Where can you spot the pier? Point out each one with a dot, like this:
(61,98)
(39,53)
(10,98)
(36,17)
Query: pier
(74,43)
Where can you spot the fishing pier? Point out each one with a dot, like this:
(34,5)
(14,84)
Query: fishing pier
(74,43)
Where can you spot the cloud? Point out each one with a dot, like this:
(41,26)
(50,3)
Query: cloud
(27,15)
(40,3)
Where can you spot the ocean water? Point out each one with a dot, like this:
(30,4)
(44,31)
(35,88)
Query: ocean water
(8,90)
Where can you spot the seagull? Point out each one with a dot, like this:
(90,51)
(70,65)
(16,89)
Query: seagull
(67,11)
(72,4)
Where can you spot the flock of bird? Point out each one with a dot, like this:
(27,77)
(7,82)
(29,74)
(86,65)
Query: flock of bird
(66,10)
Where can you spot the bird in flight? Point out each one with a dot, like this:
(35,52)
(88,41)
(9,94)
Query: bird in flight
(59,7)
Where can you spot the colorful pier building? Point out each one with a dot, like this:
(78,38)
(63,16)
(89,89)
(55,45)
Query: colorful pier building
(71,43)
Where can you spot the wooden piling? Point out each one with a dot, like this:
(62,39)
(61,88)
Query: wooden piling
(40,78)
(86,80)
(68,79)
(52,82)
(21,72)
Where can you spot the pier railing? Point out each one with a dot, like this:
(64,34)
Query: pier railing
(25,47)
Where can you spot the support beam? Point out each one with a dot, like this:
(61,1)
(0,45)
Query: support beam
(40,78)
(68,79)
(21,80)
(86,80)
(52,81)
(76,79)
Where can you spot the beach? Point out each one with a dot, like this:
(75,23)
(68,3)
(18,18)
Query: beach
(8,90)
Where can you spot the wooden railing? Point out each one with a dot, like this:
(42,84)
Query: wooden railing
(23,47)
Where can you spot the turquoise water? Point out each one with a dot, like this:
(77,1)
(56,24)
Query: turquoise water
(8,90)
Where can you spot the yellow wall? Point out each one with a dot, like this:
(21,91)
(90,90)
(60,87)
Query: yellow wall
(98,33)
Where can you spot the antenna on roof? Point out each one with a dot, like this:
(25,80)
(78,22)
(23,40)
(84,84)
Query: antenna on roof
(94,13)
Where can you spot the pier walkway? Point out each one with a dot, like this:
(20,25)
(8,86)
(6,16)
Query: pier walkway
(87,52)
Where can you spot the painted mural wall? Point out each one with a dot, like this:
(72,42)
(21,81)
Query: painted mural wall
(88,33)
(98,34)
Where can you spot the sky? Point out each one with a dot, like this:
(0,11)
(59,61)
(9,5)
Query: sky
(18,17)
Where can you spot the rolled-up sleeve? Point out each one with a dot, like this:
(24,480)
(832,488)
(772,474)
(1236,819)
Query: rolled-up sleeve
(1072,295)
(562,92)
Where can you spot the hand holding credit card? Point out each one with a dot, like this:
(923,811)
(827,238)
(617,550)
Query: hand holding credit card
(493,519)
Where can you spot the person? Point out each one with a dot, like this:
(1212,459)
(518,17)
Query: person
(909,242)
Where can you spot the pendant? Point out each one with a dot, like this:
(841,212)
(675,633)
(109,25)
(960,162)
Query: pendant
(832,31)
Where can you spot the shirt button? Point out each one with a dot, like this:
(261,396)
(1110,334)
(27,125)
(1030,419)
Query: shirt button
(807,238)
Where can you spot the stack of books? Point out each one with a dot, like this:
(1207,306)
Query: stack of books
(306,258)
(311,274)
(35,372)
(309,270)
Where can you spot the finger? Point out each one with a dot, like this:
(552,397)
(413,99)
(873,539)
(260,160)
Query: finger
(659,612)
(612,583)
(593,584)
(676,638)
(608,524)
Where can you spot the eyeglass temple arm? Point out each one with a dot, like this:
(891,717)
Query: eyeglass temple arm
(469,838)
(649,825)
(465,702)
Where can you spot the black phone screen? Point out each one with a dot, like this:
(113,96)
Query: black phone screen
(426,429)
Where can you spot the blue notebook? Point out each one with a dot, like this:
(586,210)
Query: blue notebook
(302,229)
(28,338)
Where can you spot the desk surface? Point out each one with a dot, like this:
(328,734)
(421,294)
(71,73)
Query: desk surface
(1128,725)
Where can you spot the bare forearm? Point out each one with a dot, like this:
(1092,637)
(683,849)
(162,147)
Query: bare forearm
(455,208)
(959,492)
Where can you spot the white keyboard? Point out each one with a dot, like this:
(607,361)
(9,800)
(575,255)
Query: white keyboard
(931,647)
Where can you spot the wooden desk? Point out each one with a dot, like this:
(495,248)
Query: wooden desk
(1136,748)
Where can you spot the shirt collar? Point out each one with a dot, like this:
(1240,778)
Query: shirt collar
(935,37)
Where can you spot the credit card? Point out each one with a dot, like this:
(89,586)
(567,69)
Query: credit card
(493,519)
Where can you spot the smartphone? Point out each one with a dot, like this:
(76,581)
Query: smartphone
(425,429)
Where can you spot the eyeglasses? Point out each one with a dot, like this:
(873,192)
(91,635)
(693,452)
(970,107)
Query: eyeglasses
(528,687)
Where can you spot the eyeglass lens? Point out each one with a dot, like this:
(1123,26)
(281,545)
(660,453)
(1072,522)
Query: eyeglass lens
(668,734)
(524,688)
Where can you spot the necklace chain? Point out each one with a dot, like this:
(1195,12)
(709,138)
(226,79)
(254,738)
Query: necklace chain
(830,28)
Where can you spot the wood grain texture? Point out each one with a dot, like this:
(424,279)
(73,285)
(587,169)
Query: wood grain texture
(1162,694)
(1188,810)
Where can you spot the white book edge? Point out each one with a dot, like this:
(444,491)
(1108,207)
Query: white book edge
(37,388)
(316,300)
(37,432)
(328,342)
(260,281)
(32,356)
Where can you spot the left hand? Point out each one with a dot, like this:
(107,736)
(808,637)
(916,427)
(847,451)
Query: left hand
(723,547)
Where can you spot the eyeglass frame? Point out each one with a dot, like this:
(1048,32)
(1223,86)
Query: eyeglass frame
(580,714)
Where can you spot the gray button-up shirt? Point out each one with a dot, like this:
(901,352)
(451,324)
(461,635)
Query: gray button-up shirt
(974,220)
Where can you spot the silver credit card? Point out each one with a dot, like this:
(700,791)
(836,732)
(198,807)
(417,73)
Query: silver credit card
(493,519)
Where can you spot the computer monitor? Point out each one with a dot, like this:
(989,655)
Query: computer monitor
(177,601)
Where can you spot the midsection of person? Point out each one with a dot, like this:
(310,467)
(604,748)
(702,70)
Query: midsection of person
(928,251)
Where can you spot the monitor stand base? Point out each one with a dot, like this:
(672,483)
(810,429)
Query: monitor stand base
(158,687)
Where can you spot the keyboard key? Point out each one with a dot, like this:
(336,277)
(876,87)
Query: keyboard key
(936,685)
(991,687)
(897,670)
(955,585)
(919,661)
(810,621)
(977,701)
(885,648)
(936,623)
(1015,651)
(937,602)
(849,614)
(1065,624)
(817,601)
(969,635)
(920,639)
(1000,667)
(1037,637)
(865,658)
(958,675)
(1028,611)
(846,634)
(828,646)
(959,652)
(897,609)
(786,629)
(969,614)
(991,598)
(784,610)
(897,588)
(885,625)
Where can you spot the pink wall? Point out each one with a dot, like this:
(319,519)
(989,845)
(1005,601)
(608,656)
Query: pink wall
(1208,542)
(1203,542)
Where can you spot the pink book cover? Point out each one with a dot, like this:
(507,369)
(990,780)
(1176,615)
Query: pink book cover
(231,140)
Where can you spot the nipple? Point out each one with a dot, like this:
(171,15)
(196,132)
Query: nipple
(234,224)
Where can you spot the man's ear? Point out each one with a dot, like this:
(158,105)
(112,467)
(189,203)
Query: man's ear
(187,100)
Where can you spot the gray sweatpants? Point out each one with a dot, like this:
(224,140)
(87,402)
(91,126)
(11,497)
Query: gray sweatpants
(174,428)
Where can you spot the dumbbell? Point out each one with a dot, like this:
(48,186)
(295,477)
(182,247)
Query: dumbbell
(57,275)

■ OBJECTIVE
Return the lines beginning at the one that contains "Where can you spot the pink wall?" and continuing through the last line of the data, exactly as they stand and without any others.

■ EXERCISE OUTPUT
Where can you spot the pink wall? Point out each one with a dot, like this:
(319,519)
(989,845)
(1005,601)
(608,656)
Query: pink wall
(1208,542)
(1203,542)
Where can you spot the pink book cover? Point out each one with a dot, like this:
(507,369)
(990,780)
(1176,615)
Query: pink book cover
(231,140)
Where can you spot the nipple? Point out each one with a dot, like this:
(171,15)
(196,132)
Query: nipple
(234,224)
Where can you spot the man's ear? Point out each one with a dot, like this:
(158,105)
(112,467)
(189,203)
Query: man's ear
(187,100)
Where can you spot the gray sweatpants? Point out each one with a dot, like this:
(224,140)
(87,402)
(91,126)
(11,497)
Query: gray sweatpants
(174,428)
Where can you spot the dumbbell? Point out each one with a dot, like this:
(48,186)
(295,477)
(182,247)
Query: dumbbell
(57,275)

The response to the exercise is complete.